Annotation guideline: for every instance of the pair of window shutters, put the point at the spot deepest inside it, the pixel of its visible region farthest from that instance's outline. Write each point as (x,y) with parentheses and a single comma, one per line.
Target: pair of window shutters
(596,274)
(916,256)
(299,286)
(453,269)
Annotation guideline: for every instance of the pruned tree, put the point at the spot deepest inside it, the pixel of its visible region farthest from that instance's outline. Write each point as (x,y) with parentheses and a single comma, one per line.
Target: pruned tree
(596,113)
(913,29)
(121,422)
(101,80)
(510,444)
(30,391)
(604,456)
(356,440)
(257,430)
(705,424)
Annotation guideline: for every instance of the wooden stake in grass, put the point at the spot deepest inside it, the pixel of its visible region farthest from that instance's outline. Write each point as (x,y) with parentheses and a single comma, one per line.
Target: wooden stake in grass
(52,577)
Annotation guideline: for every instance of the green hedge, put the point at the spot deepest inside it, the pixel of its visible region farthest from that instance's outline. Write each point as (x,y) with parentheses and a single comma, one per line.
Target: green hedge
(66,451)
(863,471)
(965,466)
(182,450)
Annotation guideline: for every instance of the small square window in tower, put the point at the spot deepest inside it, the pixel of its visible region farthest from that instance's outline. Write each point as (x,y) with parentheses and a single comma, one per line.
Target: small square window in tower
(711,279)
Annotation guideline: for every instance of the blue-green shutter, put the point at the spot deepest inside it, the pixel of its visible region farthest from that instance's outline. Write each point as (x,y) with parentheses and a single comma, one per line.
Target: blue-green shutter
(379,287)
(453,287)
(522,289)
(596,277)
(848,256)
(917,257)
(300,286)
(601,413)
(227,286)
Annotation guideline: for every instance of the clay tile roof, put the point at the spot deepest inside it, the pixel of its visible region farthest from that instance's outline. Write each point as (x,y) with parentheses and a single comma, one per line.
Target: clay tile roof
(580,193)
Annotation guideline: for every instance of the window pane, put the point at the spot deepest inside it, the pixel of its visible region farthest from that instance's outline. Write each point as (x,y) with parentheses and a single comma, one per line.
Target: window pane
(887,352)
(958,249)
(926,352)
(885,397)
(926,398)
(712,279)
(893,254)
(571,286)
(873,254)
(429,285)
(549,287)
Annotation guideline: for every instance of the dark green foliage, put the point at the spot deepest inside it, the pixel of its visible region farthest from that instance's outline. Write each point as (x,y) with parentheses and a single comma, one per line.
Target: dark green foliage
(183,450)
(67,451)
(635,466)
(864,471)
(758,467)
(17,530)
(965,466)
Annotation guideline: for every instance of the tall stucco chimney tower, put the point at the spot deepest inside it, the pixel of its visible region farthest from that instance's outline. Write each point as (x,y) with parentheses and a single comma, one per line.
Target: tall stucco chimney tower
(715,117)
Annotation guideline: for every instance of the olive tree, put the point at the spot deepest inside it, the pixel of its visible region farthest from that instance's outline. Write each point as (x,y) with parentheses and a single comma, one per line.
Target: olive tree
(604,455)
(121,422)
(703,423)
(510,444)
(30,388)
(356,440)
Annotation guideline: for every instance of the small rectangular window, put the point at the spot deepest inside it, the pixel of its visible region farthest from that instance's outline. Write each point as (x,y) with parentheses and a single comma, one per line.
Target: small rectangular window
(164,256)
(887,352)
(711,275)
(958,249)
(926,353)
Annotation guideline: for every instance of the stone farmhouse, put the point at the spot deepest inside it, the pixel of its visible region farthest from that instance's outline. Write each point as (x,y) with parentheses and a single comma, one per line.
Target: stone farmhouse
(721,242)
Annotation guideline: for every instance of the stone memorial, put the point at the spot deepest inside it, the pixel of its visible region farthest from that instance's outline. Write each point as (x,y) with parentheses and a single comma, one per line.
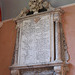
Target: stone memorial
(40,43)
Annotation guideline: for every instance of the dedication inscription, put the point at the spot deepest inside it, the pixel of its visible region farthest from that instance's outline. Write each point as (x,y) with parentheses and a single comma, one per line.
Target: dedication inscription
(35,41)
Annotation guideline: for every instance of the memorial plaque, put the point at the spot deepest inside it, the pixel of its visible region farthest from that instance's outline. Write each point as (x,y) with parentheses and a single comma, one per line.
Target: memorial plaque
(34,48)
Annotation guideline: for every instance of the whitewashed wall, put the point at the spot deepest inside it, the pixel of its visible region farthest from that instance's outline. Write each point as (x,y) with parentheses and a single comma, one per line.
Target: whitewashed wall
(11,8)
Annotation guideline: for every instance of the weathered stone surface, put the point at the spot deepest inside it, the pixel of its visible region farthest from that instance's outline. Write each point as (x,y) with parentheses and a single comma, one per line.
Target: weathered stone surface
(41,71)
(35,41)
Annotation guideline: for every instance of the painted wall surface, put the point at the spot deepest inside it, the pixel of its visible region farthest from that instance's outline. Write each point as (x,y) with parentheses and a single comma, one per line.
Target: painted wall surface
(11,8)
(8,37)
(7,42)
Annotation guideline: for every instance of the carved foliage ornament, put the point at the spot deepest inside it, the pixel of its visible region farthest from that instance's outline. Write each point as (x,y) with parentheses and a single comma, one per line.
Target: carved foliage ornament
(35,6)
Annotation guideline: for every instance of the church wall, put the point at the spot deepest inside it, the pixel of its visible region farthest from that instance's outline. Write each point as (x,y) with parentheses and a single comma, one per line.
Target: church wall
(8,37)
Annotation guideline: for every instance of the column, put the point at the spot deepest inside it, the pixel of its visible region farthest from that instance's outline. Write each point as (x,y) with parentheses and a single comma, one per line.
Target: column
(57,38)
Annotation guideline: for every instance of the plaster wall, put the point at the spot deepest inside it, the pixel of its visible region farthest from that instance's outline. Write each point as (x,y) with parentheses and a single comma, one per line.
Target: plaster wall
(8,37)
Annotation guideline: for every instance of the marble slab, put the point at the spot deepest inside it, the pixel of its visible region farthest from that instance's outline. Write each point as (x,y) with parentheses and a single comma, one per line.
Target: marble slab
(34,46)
·····
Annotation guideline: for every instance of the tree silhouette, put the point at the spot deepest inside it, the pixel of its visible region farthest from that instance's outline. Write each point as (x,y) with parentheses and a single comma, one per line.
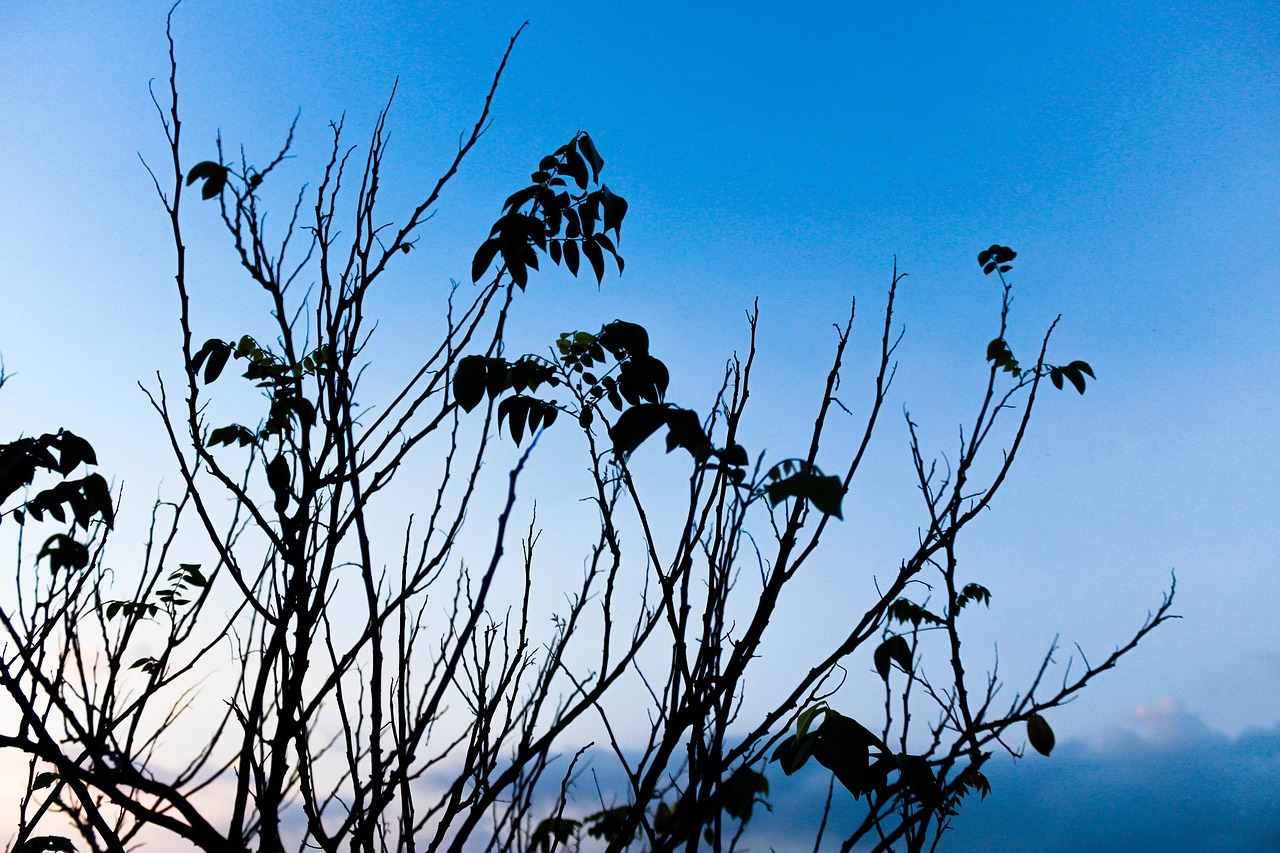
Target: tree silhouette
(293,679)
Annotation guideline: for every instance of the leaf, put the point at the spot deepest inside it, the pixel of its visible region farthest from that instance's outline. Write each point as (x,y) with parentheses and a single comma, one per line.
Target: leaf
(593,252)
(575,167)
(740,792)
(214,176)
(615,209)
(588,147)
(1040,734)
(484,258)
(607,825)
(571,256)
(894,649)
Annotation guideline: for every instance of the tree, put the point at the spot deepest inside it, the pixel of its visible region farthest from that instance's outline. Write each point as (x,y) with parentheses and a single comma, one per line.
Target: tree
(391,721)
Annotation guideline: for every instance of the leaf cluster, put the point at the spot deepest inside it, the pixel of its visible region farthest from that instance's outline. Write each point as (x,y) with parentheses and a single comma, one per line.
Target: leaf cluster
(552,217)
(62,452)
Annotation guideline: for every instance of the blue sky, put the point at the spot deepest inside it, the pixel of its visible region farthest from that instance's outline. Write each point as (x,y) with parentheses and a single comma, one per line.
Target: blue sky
·····
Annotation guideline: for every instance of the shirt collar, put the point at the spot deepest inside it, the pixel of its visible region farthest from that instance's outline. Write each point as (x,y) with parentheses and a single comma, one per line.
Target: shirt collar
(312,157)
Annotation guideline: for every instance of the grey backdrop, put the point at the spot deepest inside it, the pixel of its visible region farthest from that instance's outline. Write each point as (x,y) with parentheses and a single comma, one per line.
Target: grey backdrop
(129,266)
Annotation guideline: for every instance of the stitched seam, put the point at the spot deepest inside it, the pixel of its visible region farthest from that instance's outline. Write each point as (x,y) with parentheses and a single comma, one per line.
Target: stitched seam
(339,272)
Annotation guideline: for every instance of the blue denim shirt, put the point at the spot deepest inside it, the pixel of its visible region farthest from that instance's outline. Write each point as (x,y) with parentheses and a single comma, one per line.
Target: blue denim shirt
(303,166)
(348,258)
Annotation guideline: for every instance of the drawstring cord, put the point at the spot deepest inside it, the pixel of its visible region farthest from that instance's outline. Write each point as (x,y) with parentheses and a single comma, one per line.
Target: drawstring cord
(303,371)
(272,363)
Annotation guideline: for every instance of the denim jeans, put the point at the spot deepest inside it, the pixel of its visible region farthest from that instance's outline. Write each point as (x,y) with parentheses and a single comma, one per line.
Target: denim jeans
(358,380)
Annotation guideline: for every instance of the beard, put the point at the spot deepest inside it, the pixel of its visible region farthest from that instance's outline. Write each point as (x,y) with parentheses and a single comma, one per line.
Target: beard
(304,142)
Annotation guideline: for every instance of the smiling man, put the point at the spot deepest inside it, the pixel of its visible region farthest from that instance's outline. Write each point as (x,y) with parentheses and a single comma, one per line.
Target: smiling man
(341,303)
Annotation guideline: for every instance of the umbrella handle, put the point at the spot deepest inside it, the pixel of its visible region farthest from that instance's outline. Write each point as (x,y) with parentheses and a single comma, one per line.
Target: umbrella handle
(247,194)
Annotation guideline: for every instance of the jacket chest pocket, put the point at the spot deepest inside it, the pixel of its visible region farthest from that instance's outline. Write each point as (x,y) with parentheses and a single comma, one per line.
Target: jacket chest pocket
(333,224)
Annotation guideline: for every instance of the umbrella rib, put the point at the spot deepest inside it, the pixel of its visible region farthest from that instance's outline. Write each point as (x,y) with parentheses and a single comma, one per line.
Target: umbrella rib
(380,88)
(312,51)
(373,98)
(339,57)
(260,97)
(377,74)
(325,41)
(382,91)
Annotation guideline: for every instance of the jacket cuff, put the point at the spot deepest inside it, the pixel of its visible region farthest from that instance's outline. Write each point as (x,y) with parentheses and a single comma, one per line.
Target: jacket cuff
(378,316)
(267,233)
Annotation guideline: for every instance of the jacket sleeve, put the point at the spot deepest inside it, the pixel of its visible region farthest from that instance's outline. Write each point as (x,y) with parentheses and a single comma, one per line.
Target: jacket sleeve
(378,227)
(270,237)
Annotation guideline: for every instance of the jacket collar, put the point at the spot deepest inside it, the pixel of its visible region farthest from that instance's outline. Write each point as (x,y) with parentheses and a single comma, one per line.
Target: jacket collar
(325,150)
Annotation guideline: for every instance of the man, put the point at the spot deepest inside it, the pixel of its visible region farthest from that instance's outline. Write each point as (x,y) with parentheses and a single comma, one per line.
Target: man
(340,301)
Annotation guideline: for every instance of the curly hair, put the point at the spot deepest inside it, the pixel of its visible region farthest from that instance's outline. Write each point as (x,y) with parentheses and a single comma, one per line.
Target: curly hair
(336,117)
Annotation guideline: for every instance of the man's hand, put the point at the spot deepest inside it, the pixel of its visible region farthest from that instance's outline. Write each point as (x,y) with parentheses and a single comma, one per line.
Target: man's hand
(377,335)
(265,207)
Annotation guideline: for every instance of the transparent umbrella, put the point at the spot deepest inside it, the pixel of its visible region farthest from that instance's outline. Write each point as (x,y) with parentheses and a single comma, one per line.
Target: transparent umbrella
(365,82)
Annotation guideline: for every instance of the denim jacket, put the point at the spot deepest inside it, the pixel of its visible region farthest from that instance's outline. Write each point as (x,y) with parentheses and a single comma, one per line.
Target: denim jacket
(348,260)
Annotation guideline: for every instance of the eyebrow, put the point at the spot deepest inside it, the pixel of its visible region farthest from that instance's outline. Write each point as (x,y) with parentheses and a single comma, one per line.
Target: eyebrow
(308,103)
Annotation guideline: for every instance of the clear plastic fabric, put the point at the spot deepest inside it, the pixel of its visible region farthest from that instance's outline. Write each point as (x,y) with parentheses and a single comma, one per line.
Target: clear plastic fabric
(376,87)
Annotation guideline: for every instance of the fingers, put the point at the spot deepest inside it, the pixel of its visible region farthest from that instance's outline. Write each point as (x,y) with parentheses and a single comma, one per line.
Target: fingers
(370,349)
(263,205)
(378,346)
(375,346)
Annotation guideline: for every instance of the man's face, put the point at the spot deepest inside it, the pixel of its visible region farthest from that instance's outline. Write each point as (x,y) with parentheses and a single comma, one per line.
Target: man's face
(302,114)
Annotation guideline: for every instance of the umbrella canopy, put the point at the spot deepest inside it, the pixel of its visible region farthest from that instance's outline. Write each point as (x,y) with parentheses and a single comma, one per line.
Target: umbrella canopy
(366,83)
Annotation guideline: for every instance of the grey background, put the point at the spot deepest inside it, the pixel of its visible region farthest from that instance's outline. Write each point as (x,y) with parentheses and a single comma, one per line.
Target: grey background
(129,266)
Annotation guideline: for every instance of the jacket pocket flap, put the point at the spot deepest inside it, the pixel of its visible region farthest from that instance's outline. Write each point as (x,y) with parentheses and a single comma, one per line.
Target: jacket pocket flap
·····
* [What to do] Write out everything from the line containing "Annotation guideline: for every instance of the blue sky, put" down to the line containing "Target: blue sky" as a numbered list, leaving out any blank lines.

* [The response]
1. Annotation guideline: for every instance of the blue sky, put the point at the spot deepest inside it, the pixel of its visible region farthest from that instance's outline. Write each point as (x,y) with parentheses and a single comma, one per line.
2. Target: blue sky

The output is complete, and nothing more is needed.